WHAT IS REQUIRED: Find the word "cloud" in the data. Return every line where it appears.

---------------

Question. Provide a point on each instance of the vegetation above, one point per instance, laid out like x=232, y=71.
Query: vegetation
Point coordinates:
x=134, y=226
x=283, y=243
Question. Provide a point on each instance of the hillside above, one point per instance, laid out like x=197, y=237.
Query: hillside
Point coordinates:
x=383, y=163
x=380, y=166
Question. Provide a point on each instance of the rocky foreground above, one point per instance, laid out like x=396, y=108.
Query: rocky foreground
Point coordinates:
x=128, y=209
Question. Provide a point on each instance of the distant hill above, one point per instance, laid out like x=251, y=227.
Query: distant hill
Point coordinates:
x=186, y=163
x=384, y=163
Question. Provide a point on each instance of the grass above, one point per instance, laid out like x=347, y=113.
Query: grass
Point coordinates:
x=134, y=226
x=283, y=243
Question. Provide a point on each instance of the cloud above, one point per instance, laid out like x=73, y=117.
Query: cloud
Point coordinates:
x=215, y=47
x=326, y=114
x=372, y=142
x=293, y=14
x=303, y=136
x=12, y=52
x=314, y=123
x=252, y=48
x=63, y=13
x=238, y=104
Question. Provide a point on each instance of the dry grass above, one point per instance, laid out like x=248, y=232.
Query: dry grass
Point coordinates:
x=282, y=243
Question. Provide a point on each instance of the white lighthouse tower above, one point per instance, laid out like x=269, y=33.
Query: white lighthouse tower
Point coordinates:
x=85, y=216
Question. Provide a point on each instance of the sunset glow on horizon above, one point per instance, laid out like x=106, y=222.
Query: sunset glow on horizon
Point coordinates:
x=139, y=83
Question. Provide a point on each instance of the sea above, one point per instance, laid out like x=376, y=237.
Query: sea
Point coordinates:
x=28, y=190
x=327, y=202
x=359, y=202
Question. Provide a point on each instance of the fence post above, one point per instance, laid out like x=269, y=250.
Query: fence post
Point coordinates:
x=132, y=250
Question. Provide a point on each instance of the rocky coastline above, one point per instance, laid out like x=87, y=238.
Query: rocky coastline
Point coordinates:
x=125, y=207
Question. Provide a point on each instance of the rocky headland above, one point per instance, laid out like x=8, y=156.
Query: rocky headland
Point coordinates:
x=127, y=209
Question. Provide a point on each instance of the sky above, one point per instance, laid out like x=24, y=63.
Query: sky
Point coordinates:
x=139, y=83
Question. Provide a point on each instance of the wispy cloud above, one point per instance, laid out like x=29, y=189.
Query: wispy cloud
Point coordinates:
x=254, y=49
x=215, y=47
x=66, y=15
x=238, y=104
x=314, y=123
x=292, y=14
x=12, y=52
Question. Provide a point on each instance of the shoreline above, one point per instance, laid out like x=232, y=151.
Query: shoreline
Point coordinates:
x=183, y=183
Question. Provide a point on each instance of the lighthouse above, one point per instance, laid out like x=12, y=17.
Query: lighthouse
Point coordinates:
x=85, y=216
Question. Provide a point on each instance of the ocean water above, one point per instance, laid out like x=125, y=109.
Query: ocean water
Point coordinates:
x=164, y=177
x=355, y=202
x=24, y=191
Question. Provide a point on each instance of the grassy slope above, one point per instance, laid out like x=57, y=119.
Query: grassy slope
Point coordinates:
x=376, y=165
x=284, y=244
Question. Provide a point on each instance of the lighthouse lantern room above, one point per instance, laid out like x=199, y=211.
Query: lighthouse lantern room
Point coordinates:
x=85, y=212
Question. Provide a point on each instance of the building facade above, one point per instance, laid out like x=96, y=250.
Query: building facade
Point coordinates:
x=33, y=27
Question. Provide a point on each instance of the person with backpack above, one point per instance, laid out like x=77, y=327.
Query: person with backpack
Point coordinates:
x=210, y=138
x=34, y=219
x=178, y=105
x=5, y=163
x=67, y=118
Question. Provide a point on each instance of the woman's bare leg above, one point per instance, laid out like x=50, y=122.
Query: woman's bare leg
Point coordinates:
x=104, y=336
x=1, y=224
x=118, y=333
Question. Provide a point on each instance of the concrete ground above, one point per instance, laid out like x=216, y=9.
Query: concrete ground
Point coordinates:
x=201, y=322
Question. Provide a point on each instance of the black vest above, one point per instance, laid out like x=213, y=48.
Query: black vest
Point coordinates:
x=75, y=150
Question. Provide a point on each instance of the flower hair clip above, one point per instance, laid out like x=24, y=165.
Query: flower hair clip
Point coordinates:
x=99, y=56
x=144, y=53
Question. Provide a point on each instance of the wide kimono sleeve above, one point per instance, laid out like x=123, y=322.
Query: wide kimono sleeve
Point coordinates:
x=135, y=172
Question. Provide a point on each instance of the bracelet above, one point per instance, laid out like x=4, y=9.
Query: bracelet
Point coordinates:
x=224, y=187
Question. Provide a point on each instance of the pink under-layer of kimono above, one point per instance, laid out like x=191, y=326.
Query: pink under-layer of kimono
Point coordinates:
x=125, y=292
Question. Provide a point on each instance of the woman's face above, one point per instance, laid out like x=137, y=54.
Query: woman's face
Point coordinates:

---------------

ANSWER FOR THIS EXERCISE:
Question. Provide a point on each instance of the cloud above, one point per instance, laid out like x=73, y=117.
Query: cloud
Question. Provide a point on each instance of the wispy cloud above, one point per instance, laid out like x=29, y=189.
Query: wispy cloud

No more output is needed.